Records supplied Start Marker

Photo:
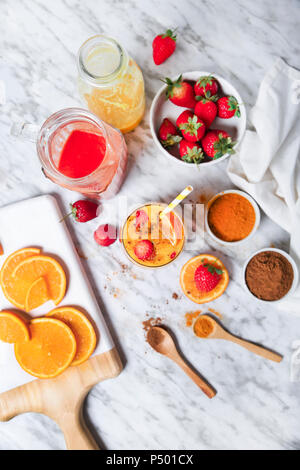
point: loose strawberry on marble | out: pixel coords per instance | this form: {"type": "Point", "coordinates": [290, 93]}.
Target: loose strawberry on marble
{"type": "Point", "coordinates": [168, 134]}
{"type": "Point", "coordinates": [206, 110]}
{"type": "Point", "coordinates": [206, 86]}
{"type": "Point", "coordinates": [217, 143]}
{"type": "Point", "coordinates": [163, 46]}
{"type": "Point", "coordinates": [207, 276]}
{"type": "Point", "coordinates": [228, 107]}
{"type": "Point", "coordinates": [83, 210]}
{"type": "Point", "coordinates": [180, 92]}
{"type": "Point", "coordinates": [190, 152]}
{"type": "Point", "coordinates": [144, 249]}
{"type": "Point", "coordinates": [192, 128]}
{"type": "Point", "coordinates": [105, 234]}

Records supplied End Marker

| Problem requirements |
The line with "point: loose strawberry", plus every line after it through the end of the listing, needs to be repeated exactly; nothing else belongs in the reply.

| Task result |
point: loose strawberry on marble | out: pixel coords per instance | this form: {"type": "Point", "coordinates": [290, 93]}.
Target: loose strawberry on marble
{"type": "Point", "coordinates": [168, 134]}
{"type": "Point", "coordinates": [206, 110]}
{"type": "Point", "coordinates": [206, 86]}
{"type": "Point", "coordinates": [217, 143]}
{"type": "Point", "coordinates": [163, 46]}
{"type": "Point", "coordinates": [207, 276]}
{"type": "Point", "coordinates": [228, 107]}
{"type": "Point", "coordinates": [83, 210]}
{"type": "Point", "coordinates": [180, 92]}
{"type": "Point", "coordinates": [190, 152]}
{"type": "Point", "coordinates": [144, 249]}
{"type": "Point", "coordinates": [192, 128]}
{"type": "Point", "coordinates": [105, 234]}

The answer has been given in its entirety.